TASK INPUT:
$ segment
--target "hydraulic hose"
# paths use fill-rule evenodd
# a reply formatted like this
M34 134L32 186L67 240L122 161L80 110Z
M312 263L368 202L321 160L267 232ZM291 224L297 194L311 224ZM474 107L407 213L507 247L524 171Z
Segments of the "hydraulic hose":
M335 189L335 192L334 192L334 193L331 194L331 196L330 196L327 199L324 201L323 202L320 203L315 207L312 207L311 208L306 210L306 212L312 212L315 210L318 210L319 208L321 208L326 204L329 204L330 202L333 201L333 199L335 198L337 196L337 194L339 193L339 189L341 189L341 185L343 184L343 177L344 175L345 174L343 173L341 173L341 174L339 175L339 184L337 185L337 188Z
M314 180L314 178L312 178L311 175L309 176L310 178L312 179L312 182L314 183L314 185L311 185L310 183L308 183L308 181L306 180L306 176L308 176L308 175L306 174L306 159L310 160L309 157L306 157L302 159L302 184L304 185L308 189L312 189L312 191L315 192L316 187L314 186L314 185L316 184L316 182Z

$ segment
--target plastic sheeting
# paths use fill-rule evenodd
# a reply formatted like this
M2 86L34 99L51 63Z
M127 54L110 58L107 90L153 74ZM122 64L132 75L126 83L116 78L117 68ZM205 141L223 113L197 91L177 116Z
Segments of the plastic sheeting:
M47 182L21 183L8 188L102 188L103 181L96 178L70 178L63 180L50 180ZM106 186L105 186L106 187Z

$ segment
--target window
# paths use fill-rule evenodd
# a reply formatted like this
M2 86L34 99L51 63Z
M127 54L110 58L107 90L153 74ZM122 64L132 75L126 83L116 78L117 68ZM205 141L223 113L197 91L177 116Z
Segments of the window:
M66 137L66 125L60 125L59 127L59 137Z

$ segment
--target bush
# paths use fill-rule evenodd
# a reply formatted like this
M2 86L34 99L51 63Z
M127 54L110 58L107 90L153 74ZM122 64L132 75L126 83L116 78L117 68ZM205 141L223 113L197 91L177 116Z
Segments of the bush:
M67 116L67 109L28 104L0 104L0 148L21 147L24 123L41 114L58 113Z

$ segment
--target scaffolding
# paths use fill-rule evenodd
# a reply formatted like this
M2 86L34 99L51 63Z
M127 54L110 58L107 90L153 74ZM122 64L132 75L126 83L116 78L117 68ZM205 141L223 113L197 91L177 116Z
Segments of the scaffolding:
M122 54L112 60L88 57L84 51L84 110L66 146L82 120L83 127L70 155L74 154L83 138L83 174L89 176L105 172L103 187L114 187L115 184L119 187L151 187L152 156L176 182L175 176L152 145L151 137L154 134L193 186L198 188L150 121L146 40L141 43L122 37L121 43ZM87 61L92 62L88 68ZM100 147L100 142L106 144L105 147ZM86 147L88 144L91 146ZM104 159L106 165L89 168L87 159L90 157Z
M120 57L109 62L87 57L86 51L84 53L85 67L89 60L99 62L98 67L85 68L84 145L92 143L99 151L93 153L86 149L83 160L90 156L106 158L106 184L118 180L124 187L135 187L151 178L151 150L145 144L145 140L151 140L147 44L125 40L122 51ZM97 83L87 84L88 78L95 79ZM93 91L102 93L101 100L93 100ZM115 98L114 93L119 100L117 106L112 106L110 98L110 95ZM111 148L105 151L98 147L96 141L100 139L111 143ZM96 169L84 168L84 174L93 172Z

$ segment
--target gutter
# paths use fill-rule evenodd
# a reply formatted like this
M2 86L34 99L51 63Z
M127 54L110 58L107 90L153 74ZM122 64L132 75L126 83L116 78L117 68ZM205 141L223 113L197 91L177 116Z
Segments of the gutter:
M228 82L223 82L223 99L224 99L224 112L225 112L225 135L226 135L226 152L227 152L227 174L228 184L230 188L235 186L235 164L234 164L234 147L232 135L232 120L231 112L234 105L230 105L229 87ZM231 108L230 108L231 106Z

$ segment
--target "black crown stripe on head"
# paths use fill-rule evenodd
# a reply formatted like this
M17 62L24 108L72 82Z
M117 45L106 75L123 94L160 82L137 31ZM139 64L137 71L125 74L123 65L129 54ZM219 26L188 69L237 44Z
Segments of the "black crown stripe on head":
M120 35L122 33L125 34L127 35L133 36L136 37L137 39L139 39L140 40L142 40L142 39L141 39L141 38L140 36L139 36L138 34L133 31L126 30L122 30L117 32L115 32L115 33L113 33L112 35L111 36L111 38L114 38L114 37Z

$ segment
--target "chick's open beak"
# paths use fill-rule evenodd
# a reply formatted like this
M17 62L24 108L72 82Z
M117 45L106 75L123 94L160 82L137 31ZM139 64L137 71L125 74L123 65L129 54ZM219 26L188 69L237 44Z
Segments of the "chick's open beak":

YOUR OBJECTIVE: Reproduce the lines above verbatim, from the first line down to and including the line that contains "M47 182L21 183L8".

TASK RESULT:
$ segment
--target "hydraulic hose"
# paths use fill-rule evenodd
# a reply formatted like this
M34 134L32 186L67 240L122 161L80 110Z
M312 263L368 202L321 160L267 232ZM291 224L297 194L311 224ZM474 107L407 213L507 247L524 171Z
Segments of the "hydraulic hose":
M335 189L335 192L334 192L334 193L331 194L331 196L330 196L327 199L324 201L323 202L320 203L315 207L312 207L311 208L306 210L306 212L312 212L315 210L318 210L319 208L321 208L326 204L329 204L330 202L333 201L333 199L335 198L337 196L337 194L339 193L339 189L341 189L341 185L343 184L343 177L344 175L345 174L343 173L341 173L341 174L339 175L339 184L337 185L337 188Z
M314 180L314 178L312 178L311 175L309 176L310 178L312 179L312 182L314 183L314 185L311 185L310 183L308 183L308 181L306 180L306 176L308 176L308 175L306 174L306 159L310 160L309 157L306 157L302 159L302 184L304 185L308 189L312 189L312 191L315 192L316 187L314 186L314 185L316 184L316 182Z

$ segment
--target plastic sheeting
# paths use fill-rule evenodd
# a reply formatted like this
M2 86L34 99L51 63Z
M127 54L110 58L107 90L153 74ZM122 64L132 75L126 83L116 78L117 68ZM205 141L223 113L197 91L177 116Z
Segments of the plastic sheeting:
M47 182L21 183L8 188L102 188L103 181L96 178L70 178L63 180L50 180ZM106 186L105 186L106 187Z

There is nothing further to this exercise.